» **Problem details**: Report every line in the records that contains the word "beam". Case counts.

[Point labeling records]
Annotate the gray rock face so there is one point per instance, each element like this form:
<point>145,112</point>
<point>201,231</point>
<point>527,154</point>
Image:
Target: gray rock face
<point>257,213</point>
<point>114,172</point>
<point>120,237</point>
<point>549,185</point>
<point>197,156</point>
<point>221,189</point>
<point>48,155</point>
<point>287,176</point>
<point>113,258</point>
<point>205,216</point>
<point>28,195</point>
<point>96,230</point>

--

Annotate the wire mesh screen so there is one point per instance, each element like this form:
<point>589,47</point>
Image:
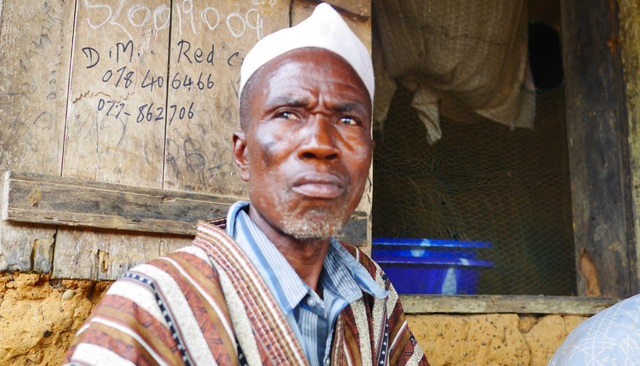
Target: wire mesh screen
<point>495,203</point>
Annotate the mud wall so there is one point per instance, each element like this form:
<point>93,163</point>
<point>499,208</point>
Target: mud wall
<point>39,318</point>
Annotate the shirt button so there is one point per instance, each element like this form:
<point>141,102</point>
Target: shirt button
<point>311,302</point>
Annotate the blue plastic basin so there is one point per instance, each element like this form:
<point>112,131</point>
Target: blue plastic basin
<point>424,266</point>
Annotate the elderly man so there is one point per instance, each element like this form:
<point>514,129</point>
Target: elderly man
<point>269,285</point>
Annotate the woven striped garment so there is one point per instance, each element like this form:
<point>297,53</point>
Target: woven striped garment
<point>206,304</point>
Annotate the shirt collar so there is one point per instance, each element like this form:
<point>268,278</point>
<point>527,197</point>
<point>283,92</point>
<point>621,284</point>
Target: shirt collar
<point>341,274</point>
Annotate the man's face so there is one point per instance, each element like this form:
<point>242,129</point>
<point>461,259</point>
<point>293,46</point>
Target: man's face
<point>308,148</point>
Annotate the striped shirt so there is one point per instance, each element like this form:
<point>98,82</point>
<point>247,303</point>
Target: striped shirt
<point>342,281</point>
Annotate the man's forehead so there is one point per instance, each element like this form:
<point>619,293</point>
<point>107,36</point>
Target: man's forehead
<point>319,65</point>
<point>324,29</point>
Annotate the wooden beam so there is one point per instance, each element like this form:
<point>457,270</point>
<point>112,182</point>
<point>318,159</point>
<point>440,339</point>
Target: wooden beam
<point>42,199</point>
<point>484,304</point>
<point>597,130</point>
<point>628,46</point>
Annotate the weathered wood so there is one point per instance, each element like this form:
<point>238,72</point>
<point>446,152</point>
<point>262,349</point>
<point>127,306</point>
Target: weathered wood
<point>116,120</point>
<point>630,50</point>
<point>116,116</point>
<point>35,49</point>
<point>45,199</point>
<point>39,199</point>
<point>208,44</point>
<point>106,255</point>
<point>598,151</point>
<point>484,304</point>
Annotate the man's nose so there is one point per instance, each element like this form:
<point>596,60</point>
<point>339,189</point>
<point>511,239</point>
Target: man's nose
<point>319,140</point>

--

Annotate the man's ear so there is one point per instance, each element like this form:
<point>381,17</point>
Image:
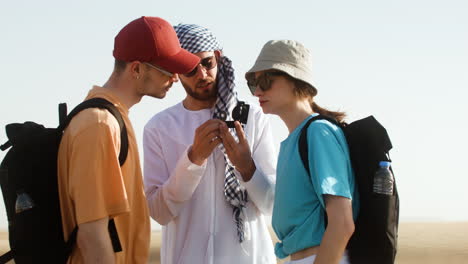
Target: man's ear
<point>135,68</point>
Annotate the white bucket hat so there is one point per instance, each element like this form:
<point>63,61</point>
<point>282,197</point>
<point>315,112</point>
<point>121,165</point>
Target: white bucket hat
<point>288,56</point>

» **Output for this exercise**:
Annotate the wooden beam so there is one point per instance, each element like this form:
Target: wooden beam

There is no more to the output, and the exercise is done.